- _Secção do documento_
%%
O editor de Fotografia do Observador, João Porfírio, recebeu esta sexta-feira o prémio Gazeta de Fotografia pelo conjunto de imagens que fazem parte das reportagens “Ucrânia — Os primeiros 75 dias de guerra”. O Gazeta, do Clube de Jornalistas, é o prémio mais importante do jornalismo português e foi entregue na Câmara Municipal de Lisboa por Marcelo Rebelo de Sousa e Carlos Moedas.

No discurso de agradecimento, João Porfírio falou da sua experiência nos três primeiros meses da guerra na Ucrânia, que cobriu para o Observador. E contou como as muitas reportagens que foi fazendo e publicando o marcaram, a partir do momento em que cruzou a fronteira ucraniana, via Polónia, no segundo dia da invasão russa, e ao longo dos primeiros 75 dias de conflito, em que se manteve no país — e que tentou, depois, resumir na seleção de fotografias que lhe valeu este prémio Gazeta.
%%
- _Secção de dados_
%%
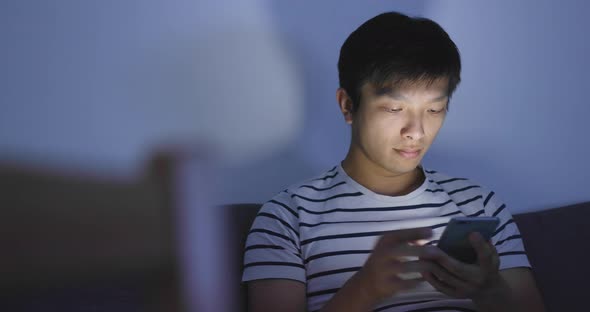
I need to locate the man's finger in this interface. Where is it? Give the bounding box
[469,232,497,270]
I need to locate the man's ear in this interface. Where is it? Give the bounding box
[336,88,353,125]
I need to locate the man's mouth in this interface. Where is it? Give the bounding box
[394,148,422,159]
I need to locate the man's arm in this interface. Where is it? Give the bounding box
[424,233,545,312]
[248,228,433,312]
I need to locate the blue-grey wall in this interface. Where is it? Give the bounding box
[0,0,590,212]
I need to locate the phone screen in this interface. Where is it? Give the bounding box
[438,217,500,263]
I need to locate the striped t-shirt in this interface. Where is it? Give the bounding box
[242,166,530,311]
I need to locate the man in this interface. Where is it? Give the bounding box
[243,12,544,311]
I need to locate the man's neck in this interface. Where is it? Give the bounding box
[342,154,426,196]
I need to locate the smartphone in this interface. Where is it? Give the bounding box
[438,217,500,264]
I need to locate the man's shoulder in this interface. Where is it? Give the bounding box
[265,166,346,208]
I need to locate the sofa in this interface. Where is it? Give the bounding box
[225,202,590,312]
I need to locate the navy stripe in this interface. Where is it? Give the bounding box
[441,210,468,217]
[244,261,305,269]
[269,199,299,218]
[483,192,496,207]
[291,192,363,203]
[301,231,389,246]
[301,219,456,246]
[428,222,449,230]
[299,181,346,192]
[373,299,438,312]
[244,245,285,252]
[494,234,522,246]
[467,209,484,217]
[312,171,338,181]
[449,185,481,195]
[299,220,399,227]
[457,195,482,206]
[493,219,514,236]
[256,212,299,236]
[304,250,373,264]
[307,267,362,281]
[248,229,297,247]
[493,204,506,217]
[498,251,526,257]
[297,200,452,215]
[407,306,477,312]
[307,288,340,297]
[434,178,467,184]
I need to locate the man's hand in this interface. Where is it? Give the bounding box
[423,232,505,301]
[322,228,436,311]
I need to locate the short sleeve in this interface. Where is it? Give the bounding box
[242,192,306,283]
[484,191,531,270]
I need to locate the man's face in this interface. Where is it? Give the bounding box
[351,79,448,176]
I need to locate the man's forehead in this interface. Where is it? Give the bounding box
[366,78,449,99]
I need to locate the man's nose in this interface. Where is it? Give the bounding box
[402,116,424,140]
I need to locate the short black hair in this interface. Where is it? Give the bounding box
[338,12,461,111]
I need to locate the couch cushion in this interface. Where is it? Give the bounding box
[514,202,590,311]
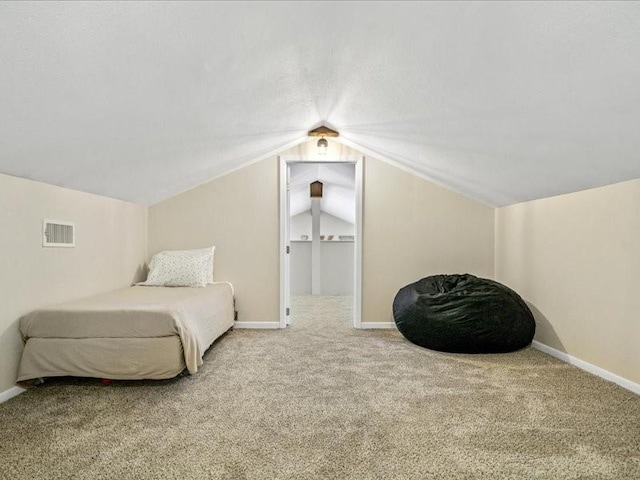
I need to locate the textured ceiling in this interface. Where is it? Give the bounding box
[0,2,640,205]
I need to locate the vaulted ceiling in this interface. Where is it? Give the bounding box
[0,2,640,205]
[289,163,356,223]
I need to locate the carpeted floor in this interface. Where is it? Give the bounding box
[0,297,640,480]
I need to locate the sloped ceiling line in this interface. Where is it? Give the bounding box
[0,2,640,206]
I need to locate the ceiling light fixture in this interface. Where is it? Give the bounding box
[308,125,340,155]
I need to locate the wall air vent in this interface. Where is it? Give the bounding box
[42,220,76,247]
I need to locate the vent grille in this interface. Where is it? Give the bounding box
[42,220,76,247]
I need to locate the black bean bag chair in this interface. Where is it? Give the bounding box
[393,275,536,353]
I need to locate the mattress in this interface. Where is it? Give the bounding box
[18,282,234,382]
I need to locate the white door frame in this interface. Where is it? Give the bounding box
[278,155,364,328]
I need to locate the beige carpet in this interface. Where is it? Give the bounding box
[0,297,640,480]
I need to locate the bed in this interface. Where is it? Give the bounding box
[17,282,234,385]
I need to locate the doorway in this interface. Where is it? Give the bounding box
[279,157,363,328]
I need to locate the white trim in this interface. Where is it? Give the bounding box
[0,387,26,403]
[531,340,640,395]
[233,322,280,330]
[360,322,397,330]
[278,157,289,328]
[278,155,362,328]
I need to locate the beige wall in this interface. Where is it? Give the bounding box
[496,180,640,382]
[0,174,147,392]
[149,157,280,322]
[362,157,494,322]
[149,141,494,322]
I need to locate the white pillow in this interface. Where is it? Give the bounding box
[138,247,215,287]
[157,246,216,283]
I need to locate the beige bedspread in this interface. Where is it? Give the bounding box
[18,282,234,381]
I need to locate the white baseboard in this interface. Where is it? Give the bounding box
[360,322,396,330]
[0,387,25,403]
[531,340,640,395]
[233,322,280,329]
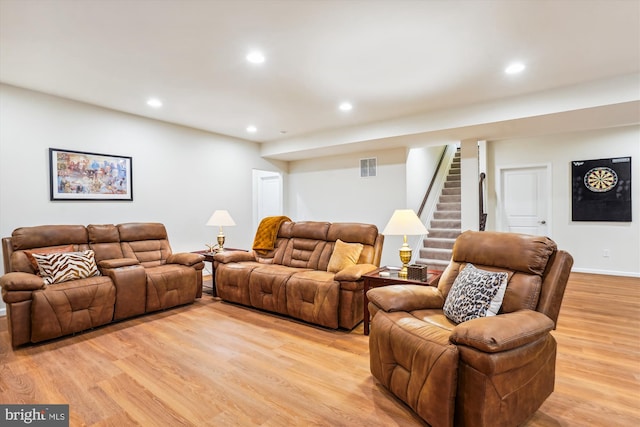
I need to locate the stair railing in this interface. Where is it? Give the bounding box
[478,172,487,231]
[418,145,448,218]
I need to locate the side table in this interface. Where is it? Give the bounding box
[362,267,442,335]
[192,248,247,297]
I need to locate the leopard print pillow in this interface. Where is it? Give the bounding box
[442,264,509,323]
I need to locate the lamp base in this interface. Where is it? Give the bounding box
[216,231,224,252]
[398,242,412,279]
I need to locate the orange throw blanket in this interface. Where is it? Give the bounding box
[253,216,291,254]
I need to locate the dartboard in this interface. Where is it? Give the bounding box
[584,166,618,193]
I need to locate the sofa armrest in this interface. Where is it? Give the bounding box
[167,252,204,266]
[367,285,444,312]
[334,264,378,282]
[0,271,45,291]
[213,251,256,264]
[449,310,554,353]
[98,258,140,270]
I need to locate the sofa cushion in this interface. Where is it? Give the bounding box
[145,264,198,312]
[443,264,509,323]
[32,250,100,285]
[327,239,364,273]
[285,270,342,329]
[31,276,116,342]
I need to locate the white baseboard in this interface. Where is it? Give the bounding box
[571,268,640,278]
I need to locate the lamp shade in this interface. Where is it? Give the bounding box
[207,210,236,227]
[382,209,429,236]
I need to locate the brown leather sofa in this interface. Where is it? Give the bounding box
[367,231,573,427]
[0,223,204,347]
[214,221,384,329]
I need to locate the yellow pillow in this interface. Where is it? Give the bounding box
[327,239,364,273]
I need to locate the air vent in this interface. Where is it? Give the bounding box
[360,157,378,178]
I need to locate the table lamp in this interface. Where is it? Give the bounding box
[207,210,236,252]
[382,209,429,279]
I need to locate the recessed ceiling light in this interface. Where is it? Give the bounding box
[147,98,162,108]
[338,102,353,111]
[247,50,265,64]
[504,62,525,74]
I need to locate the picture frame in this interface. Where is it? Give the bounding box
[49,148,133,201]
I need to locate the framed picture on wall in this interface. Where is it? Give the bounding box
[571,157,631,222]
[49,148,133,201]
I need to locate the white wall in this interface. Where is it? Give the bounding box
[0,85,286,309]
[285,148,407,265]
[487,126,640,277]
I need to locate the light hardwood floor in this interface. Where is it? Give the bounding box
[0,273,640,427]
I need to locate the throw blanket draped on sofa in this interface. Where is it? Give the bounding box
[253,216,291,255]
[214,221,384,329]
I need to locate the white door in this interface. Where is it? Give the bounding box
[500,166,551,236]
[253,169,283,230]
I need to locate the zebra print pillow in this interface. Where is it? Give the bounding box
[32,250,100,285]
[442,264,509,323]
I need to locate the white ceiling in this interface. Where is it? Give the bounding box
[0,0,640,157]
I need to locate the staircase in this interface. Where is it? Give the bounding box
[415,151,461,271]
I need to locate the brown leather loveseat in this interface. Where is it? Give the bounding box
[0,223,204,347]
[367,231,573,427]
[214,221,384,329]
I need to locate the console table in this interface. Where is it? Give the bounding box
[362,267,442,335]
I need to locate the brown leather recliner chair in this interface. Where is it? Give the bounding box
[367,231,573,427]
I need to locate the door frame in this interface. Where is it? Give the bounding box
[495,163,553,238]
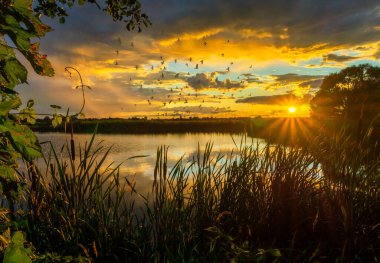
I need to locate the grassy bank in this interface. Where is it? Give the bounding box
[2,127,380,262]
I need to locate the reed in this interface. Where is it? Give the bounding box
[16,129,380,262]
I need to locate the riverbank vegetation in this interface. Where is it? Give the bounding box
[2,126,380,262]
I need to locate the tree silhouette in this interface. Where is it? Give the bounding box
[310,64,380,134]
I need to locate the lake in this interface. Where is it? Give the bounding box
[37,133,265,194]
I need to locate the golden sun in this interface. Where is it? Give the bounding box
[288,107,296,113]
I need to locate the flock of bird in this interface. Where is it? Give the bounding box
[114,38,252,116]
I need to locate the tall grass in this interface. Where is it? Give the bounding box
[18,131,380,262]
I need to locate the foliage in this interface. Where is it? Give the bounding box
[311,64,380,131]
[3,231,32,263]
[19,134,380,262]
[0,0,150,199]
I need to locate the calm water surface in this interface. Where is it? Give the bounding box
[37,133,264,193]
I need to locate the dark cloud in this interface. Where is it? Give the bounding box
[299,79,323,89]
[143,0,380,47]
[240,73,263,84]
[236,94,312,105]
[271,73,321,84]
[187,72,246,89]
[323,54,358,62]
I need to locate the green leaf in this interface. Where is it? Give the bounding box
[0,120,41,161]
[3,231,32,263]
[0,97,21,116]
[27,100,34,108]
[50,104,62,110]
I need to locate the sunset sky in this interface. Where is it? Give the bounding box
[18,0,380,118]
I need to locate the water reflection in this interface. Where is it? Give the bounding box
[37,133,264,195]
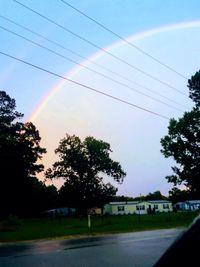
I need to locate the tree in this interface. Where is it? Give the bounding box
[0,91,46,218]
[46,134,126,213]
[188,71,200,108]
[161,72,200,198]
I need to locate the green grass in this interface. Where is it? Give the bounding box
[0,212,197,242]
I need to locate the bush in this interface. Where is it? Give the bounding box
[0,215,22,232]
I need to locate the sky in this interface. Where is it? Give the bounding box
[0,0,200,197]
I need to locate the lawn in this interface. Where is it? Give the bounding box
[0,212,197,242]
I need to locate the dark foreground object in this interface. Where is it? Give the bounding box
[154,215,200,267]
[0,229,183,267]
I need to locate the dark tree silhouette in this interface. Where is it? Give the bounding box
[161,72,200,198]
[46,134,125,213]
[0,91,46,216]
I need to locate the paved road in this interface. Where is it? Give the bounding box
[0,229,182,267]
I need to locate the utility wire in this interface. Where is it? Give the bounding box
[60,0,188,80]
[0,14,187,108]
[0,51,169,120]
[0,26,183,111]
[12,0,188,97]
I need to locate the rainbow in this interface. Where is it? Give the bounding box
[26,20,200,122]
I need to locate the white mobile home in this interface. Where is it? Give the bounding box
[104,200,173,215]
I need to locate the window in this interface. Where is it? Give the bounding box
[136,205,145,210]
[163,204,169,209]
[117,206,124,211]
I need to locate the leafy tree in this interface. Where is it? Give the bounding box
[0,91,46,218]
[46,134,125,213]
[161,72,200,198]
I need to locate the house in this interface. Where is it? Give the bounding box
[173,200,200,211]
[43,207,76,217]
[104,200,173,215]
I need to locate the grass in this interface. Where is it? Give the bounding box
[0,212,197,242]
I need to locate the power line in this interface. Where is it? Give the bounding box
[0,26,183,111]
[0,51,169,120]
[60,0,188,80]
[0,15,187,108]
[12,0,188,97]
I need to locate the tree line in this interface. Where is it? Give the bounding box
[0,71,200,217]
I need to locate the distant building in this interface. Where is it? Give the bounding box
[173,200,200,211]
[43,207,76,217]
[104,200,173,215]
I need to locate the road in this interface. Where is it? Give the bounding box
[0,229,183,267]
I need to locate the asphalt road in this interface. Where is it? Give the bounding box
[0,229,183,267]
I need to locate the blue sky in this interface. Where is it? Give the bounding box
[0,0,200,196]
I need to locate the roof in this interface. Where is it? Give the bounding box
[107,200,171,205]
[185,200,200,205]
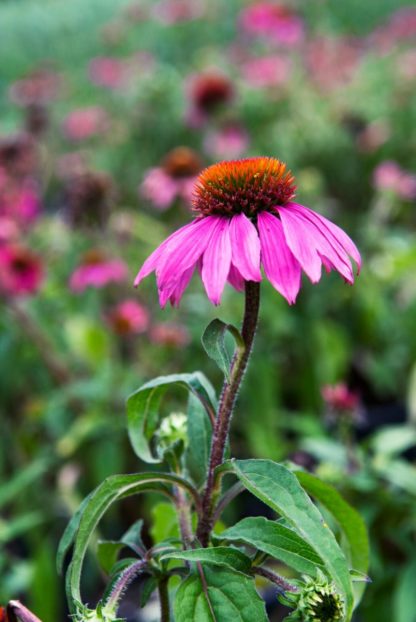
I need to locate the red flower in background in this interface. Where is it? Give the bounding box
[0,245,44,296]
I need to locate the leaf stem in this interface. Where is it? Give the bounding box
[197,281,260,546]
[158,577,170,622]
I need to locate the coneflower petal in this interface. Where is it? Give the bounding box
[257,212,301,304]
[276,206,322,283]
[230,214,261,281]
[201,218,231,305]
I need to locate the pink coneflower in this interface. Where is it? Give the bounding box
[0,245,44,296]
[150,322,191,348]
[239,0,304,46]
[69,249,128,294]
[63,106,108,141]
[108,299,150,336]
[135,157,361,307]
[373,160,416,201]
[140,147,202,210]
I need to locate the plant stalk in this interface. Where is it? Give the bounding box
[197,281,260,546]
[158,577,170,622]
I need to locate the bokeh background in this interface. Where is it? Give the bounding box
[0,0,416,622]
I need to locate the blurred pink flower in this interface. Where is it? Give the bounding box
[204,123,249,160]
[69,249,128,293]
[239,0,304,46]
[185,70,235,127]
[88,56,126,89]
[63,106,108,141]
[373,160,416,200]
[241,56,291,87]
[108,299,150,335]
[134,157,361,308]
[321,382,360,412]
[152,0,204,24]
[150,322,191,348]
[305,37,362,90]
[140,147,201,210]
[0,245,44,296]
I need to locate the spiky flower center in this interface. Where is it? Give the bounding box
[192,157,296,218]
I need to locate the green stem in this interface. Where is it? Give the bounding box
[158,577,170,622]
[197,281,260,546]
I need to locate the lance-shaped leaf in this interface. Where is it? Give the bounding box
[160,546,251,572]
[127,372,215,464]
[215,516,324,576]
[201,319,244,381]
[174,564,267,622]
[224,460,353,621]
[295,471,370,605]
[58,473,199,612]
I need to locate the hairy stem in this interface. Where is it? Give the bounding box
[197,281,260,546]
[158,577,170,622]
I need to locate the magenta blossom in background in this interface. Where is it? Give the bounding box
[135,157,361,307]
[321,382,360,411]
[139,147,201,211]
[373,160,416,200]
[108,299,150,335]
[0,245,44,296]
[241,56,291,88]
[239,0,304,46]
[69,250,128,294]
[150,322,191,348]
[204,123,249,161]
[63,106,108,141]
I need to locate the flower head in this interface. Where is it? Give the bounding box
[135,157,361,307]
[69,249,128,293]
[0,245,44,296]
[286,574,344,622]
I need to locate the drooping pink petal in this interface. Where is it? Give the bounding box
[227,264,244,292]
[276,206,322,283]
[230,214,261,281]
[134,221,195,287]
[202,217,231,305]
[287,203,361,274]
[279,203,354,284]
[257,212,301,305]
[156,216,219,298]
[169,265,195,307]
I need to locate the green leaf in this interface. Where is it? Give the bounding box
[393,559,416,622]
[216,516,324,576]
[58,473,199,616]
[185,393,212,487]
[97,540,125,574]
[160,546,251,573]
[201,319,244,381]
[228,460,353,620]
[127,372,215,463]
[174,565,267,622]
[295,471,370,605]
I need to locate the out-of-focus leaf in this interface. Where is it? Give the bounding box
[127,372,215,463]
[393,559,416,622]
[216,516,324,576]
[174,565,267,622]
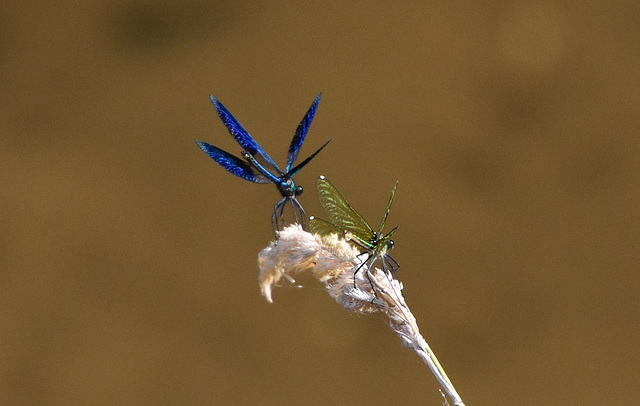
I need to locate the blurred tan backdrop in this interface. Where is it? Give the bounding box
[0,0,640,405]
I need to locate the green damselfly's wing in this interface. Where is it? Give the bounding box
[378,181,398,237]
[316,176,374,243]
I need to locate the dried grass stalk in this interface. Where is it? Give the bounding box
[258,225,464,406]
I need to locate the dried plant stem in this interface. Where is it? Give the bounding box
%%
Prossiga o texto sobre o prémio Gazeta atribuído a João Porfírio, começando logo a seguir à última frase apresentada. As linhas provêm de uma fonte diferente da do texto.

- _Resposta_
Na Ucrânia “estão a ser cometidos os mais bárbaros crimes de guerra”. “Tudo isto, há quase dois anos e a pouco mais de quatro mil quilómetros de distância de onde estamos neste exato momento”, disse o fotojornalista. As imagens, que foram publicadas entre 24 de fevereiro e 13 de junho de 2022, foram tiradas em várias cidades ucranianas, como Kiev, Buch, Irpin, Borodianka, Hostomel, Kharkiv, Mikolaiv, Odessa e Lviv.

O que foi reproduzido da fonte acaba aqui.